▶ [Activity]: The exercise calls for every entry that follows to be repeated exactly.

▶ [Exercise data]:
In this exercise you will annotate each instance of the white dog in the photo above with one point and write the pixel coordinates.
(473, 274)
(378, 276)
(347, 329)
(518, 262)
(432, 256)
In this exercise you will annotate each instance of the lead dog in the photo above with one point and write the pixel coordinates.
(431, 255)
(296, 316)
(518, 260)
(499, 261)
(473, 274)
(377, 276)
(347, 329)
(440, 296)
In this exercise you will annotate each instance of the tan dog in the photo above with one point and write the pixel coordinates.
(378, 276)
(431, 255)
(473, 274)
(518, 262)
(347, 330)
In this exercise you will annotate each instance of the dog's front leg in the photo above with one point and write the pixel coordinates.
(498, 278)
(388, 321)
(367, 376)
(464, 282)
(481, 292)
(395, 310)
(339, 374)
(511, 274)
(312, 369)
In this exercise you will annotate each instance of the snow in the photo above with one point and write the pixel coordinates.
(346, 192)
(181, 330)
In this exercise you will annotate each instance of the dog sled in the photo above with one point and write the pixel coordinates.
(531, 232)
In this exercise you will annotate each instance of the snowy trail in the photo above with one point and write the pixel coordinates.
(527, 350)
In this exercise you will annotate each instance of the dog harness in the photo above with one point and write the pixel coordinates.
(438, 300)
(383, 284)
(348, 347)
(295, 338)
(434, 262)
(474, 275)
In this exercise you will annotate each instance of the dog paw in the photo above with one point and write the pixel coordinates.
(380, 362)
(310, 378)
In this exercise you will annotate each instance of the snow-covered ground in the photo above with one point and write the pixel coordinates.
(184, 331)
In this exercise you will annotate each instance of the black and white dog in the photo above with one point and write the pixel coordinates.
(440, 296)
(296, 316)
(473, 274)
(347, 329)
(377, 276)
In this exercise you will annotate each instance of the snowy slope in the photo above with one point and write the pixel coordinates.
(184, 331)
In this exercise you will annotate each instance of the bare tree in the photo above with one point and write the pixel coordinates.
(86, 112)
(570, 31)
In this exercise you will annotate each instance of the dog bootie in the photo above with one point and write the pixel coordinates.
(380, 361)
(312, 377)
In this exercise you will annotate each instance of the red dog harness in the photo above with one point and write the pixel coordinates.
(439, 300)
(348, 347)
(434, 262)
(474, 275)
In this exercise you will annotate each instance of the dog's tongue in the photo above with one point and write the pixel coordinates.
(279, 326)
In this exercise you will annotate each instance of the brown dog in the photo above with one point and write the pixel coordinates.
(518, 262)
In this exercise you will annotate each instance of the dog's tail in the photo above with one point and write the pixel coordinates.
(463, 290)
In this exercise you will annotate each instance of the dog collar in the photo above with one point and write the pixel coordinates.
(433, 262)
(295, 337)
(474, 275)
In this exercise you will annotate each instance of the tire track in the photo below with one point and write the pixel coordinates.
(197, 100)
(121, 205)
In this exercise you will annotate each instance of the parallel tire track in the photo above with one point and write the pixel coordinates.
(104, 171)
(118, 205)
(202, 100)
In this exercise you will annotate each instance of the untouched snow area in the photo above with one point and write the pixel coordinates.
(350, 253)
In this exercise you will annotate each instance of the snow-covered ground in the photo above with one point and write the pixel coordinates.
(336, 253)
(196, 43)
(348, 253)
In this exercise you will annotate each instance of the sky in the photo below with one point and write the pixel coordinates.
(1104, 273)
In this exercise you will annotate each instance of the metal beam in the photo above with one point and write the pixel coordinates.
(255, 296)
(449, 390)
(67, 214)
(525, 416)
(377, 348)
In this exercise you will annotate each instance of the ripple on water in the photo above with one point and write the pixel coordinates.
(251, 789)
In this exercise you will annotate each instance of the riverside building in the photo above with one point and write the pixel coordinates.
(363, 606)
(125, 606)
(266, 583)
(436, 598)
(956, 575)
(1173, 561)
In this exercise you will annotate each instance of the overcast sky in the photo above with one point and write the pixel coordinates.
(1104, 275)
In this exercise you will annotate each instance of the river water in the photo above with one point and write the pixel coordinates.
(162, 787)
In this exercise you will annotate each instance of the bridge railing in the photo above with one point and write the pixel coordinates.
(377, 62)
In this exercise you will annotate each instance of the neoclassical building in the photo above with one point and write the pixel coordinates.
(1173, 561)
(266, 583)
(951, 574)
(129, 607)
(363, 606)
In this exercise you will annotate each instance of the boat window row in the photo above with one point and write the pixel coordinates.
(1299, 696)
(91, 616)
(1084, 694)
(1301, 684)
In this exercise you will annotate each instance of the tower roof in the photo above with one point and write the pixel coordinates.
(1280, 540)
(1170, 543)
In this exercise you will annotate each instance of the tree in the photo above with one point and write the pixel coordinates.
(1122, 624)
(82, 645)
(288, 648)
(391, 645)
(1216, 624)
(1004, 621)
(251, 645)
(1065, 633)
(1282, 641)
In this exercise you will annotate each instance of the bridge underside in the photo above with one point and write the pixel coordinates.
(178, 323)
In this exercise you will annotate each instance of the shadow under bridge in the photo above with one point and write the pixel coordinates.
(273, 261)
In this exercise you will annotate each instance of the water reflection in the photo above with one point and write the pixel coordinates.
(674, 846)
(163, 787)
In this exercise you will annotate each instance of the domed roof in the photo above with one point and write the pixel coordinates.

▶ [Written response]:
In this exercise you will annotate each instance of the white dog in the photo above with one point and write the pixel coordinates.
(473, 274)
(378, 276)
(347, 329)
(518, 262)
(432, 256)
In this exercise you will annotate each instance of the lead dog in the photo above with one point and write the pixel coordinates.
(431, 255)
(296, 316)
(518, 260)
(499, 261)
(473, 274)
(377, 276)
(347, 329)
(440, 296)
In this exercise you will annotate each instance of the tan dog in the photo above with one point and write the pixel coordinates.
(378, 276)
(431, 255)
(473, 274)
(518, 262)
(347, 330)
In this exercise you will annotate each instance of the dog's front leg in the photo above with one point and write the pixel coordinates.
(498, 278)
(388, 321)
(367, 376)
(464, 282)
(481, 292)
(395, 310)
(339, 374)
(511, 274)
(312, 369)
In this exercise you will annotate each instance of the snow in the photo above with one point and write the pixel coordinates.
(346, 192)
(181, 330)
In this exercise you will annotate each instance of the dog sled in the photo above with one point and write the pixel coordinates.
(531, 232)
In this exercise you will annotate each instance of the snowy trail in the photo above with one point and write the pixel coordinates.
(527, 350)
In this exercise you will annotate each instance of the dog harness in the photo above with one point and write the pixel coordinates.
(438, 300)
(383, 284)
(348, 347)
(295, 338)
(434, 262)
(474, 275)
In this exercise you will annotate each instance of the dog paw in the photo above with one point and write the pixel coordinates.
(380, 362)
(310, 378)
In this exercise you will annotate each instance of the snow-covered ground in the photo above with one point and write the pixel coordinates.
(184, 331)
In this exercise you will annotate each instance of the black and white dog in the photo above with one point and write the pixel coordinates.
(440, 296)
(296, 316)
(473, 274)
(347, 329)
(377, 276)
In this exercise you will annotate each instance of the snowy slope in the photo above with one point and write the pixel coordinates.
(184, 331)
In this exercise you will annotate each instance of the bare tree in the photo above with one point and write the pixel coordinates.
(86, 112)
(570, 31)
In this exercise you will annotate each instance of the dog bootie in the photo above with one point and write the pixel coordinates.
(380, 361)
(312, 377)
In this exercise you will annotate each instance of the red dog harness in the photo above with one point and write the pixel coordinates.
(439, 300)
(348, 347)
(434, 262)
(474, 275)
In this exercise you will annotate each instance of the dog's tongue in the photo above with one point and write the pixel coordinates.
(279, 326)
In this exercise you will annotate each instance of the brown dog in the photo above with one point and write the pixel coordinates.
(518, 262)
In this exercise you will annotate each instance of the dog's tail in the photo above with one point and write the pixel coordinates.
(463, 290)
In this exercise you will annotate each instance of the dog collar in the photo above with one point and write the pixel coordinates.
(433, 262)
(295, 337)
(474, 275)
In this exercise you will annotate each instance of the tire track in the photo below with one point and write the pixel coordinates.
(197, 100)
(121, 205)
In this exercise you will annotate each instance of the parallel tire track in the photo above with one point and write the pixel coordinates.
(104, 171)
(118, 205)
(202, 100)
In this exercise you will annotate each instance of the untouched snow area in the photo above with one point and write the pixel coordinates.
(350, 253)
In this exercise you will annotate each instance of the snow-covered ground in the photo above with one point and write the pixel coordinates.
(336, 253)
(196, 43)
(348, 253)
In this exercise you will annotate each instance of the sky in the photo below with one point and write the pixel coordinates.
(1104, 273)
In this exercise you will annotate each instance of the metal beam in the photo above with one point and write the pixel coordinates.
(255, 296)
(449, 390)
(67, 214)
(525, 416)
(377, 348)
In this exercise you will annotate each instance of the ripple on water in the photo above with one point and write the pixel coordinates.
(251, 789)
In this exercise you will annotate each instance of the riverside building in the photo above with one point and write the pixel coordinates.
(363, 606)
(125, 606)
(266, 583)
(436, 598)
(956, 575)
(1173, 561)
In this exercise you will annotate each instance of the overcast sky in the photo above with one point and write the pixel coordinates.
(1104, 275)
In this exercise you will annotate each instance of the river water in the photo above with one point and write the pixel coordinates.
(162, 787)
In this exercise you will annotate each instance of the bridge railing in the photo above with one point and write the pixel coordinates.
(377, 62)
In this exercise you will annotate each instance of the neoclassical building in the photo above with one point and write the pixel coordinates.
(1173, 561)
(266, 583)
(951, 574)
(129, 607)
(363, 606)
In this exercise you will annotate each instance of the boat window row in the photo above with one point and write the pixel coordinates.
(1299, 696)
(91, 616)
(1084, 694)
(1301, 684)
In this exercise you will annotate each instance of the tower roof in the photo above with one point and write the pixel coordinates.
(1280, 540)
(1170, 543)
In this exercise you will annotate each instance of the tree in the photo above with one point and write the pixel coordinates.
(1122, 624)
(82, 645)
(288, 648)
(391, 645)
(1216, 624)
(1004, 621)
(251, 645)
(1065, 633)
(1282, 641)
In this exercise you will annotate each instance of the bridge underside in the photo above with one point and write the pixel coordinates.
(178, 323)
In this exercise you will annotate each instance of the shadow under bridge in the photo above with one point and write the pixel coordinates.
(273, 261)
In this exercise you will annotate each instance of the water reflection in the photo above with one point and write the pixel coordinates.
(674, 846)
(163, 787)
In this exercise you will annotate each instance of the domed roof in the photo above with one point and write the pixel coordinates.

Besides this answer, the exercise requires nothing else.